10.ルールなき戦い


 『龍騎』の演出上の大きな欠点として、“ミラーワールドの演出が統一されていない”ということが挙げられる。

 画面上から得られる情報から見る限り、ミラーワールドの基本的な設定は、  
鏡、金属壁等反射物を通して行き来できる左右逆の異世界
そこには人を食うモンスターが住み、時折モンスターは現実世界に現れて人を襲う
モンスター以外の動物は存在しない
ミラーワールドへ行き、かつ現実に戻ってこられるのはライダーだけ
そのライダーもミラーワールドに長時間居続けることはできない
というものだ。

 だが、実はミラーワールドというのは、元々非常に描写しにくい世界だったりするのだ。
 その例を少々挙げてみると、
ミラーワールドで破壊された物が、ある時は現実世界でも破壊され、ある時は破壊されない
水面のような水平に存在する反射物も出入口になるが、上下は逆転しない
人間はいないのに、乗り物はちゃんと移動する
と、ちょっと考えただけでも結構妙な世界なのだ。
 もっとも、ぶっちゃけた話ミラーワールドは子供の考えた世界が具現化した物なのだから、その辺の整合性は取れていなくてもいいのだが。

 ただ、最終的にはそういうことで決着がついたものの、当初からそれが考えられていたかというと疑問があるので、結局のところ撮影作業や脚本上の都合で色々辻褄の合わない世界になったものと思われる。

 一応説明しておこう。
 ミラーワールドは、反射面に対して面対称な異世界という扱いになっている。
 つまり、現実世界にある反射物に応じてミラーワールドにも反射物があり、その向こうにいるモンスターなどが見えているわけだ。

#### 表示項目:
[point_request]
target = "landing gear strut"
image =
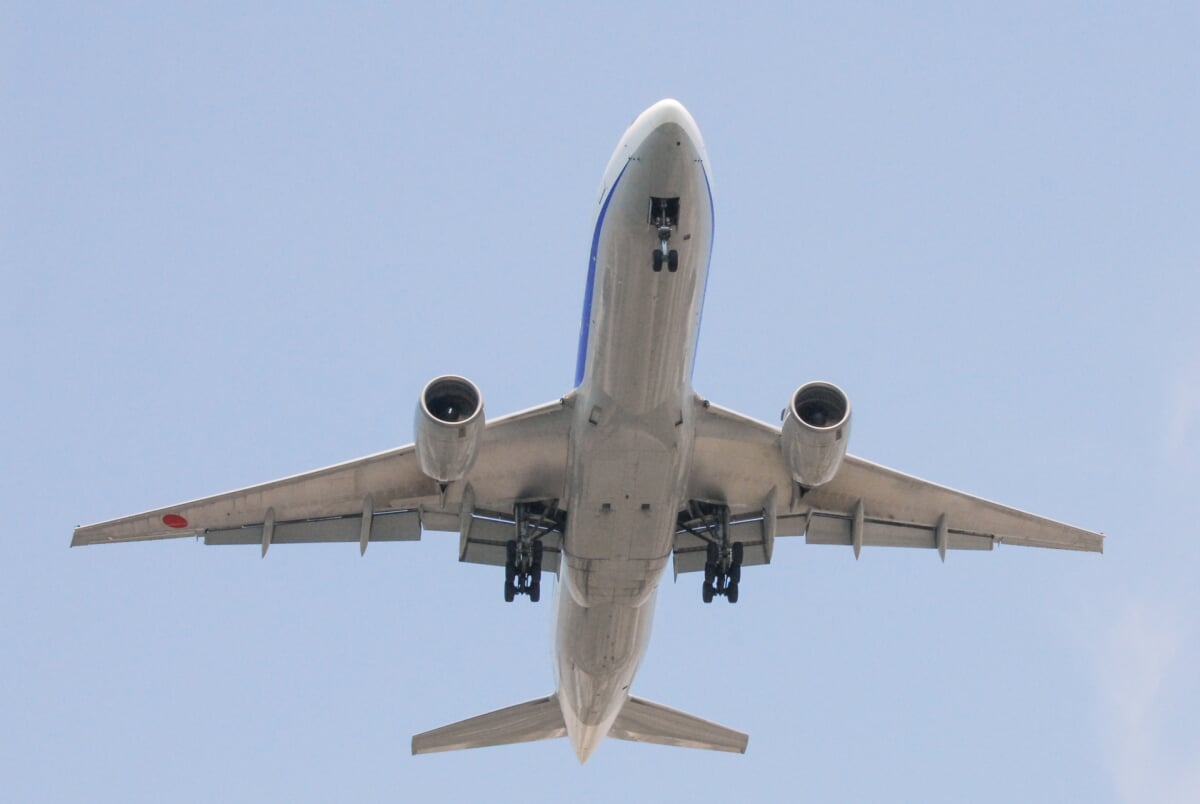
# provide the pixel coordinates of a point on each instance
(522, 570)
(523, 555)
(664, 213)
(723, 559)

#### 作業内容:
1. 『龍騎』のミラーワールドに関するページ本文を読み、次の問いに答えてください。
(a) 『龍騎』の演出上の大きな欠点として挙げられているのは何か。
(b) ミラーワールドへ行き、かつ現実に戻ってこられるのは誰だとされているか。
(c) 水面のような水平に存在する反射物が出入口になる場合、何が逆転しないと書かれているか。
2. 『龍騎』のミラーワールドに関するページ本文の続きを、最後の文の後から書き進めてください。

#### 各作業の回答:
1.
(a) ミラーワールドの演出が統一されていないこと
(b) ライダーだけ
(c) 上下

2.
 よくあるドリフのコントでの“鏡があるつもりで、こちらとあちらで同じ動きをする”というのを思い出してもらうと分かりやすいかもしれない。
 現実世界にある部屋と面対称な部屋がミラーワールドにあって、ライダーとモンスターの戦いは、向こう側の部屋で行われているというわけだ。
 この場合、反射物は2つの部屋の間にある枠のような存在であり、その枠から相手側の世界が見えているようなものだ。
 ただ、それを“枠”として出入りできるのは、ライダーやモンスターだけというわけだ。

 大抵の反射物というのは地面に対して垂直に存在するので、この考え方で説明が付くのだが、実際には地面に対して水平な反射物も存在する。
 30話『ゾルダの恋人』での北岡がやったボート上での変身のくだりがそれだ。
 このとき、北岡は水面に映ったシールドボーダーを見付け、その水面で変身するということをしている。
 普通、水面に映る自分を見ればボートの縁も一緒に映っていることになるが、水面が反射物である以上、モンスターも当然同じようにしているわけだ。
 この場合、水面に映っていたシールドボーダーは、北岡達と同じようにミラーワールドにある無人のボートの上から水面をのぞき込んでいることになる。
 つまり、水面という下をのぞき込むことでボートの上を見るという一種逆説的な行動をすることになるのだ。
 当然、水面に飛び込んだゾルダは、水飛沫など上げることなくミラーワールドのボート上に飛び乗ることになる。
 つまり、『少女と王蛇』で海面に飛び込んで逃げたバズスティンガー達は、実は現実世界の空に飛び出て、そのまま飛んで暫く逃げていったのだ。

 もっと妙なことがある。
 よく、止まっている車の車体や窓を利用して変身しているシーンがあるが、その車は誰かが乗ってきて駐車したものだ。
 ということは、現実世界の車が移動すると、ミラーワールドでも無人の車がいつの間にか移動しているということになる。
 まぁ、現実世界に準拠した世界なのだから、ミラーワールドにある鏡像の方も、現実世界での車の動きに連動して勝手に動くのかもしれないが、ミラーワールドで車が壊れても現実世界にあるその車は無傷だから、当然誰かが乗って動かすことができる。
 では、その車が現実世界で移動を開始したとき、壊れた車は自己修復しつつ移動するのだろうか。

 また44話『ガラスの幸福』では、走っている車の窓からギガゼールが佐野(もしくは百合絵)に槍を突きだしてくるというシーンがある。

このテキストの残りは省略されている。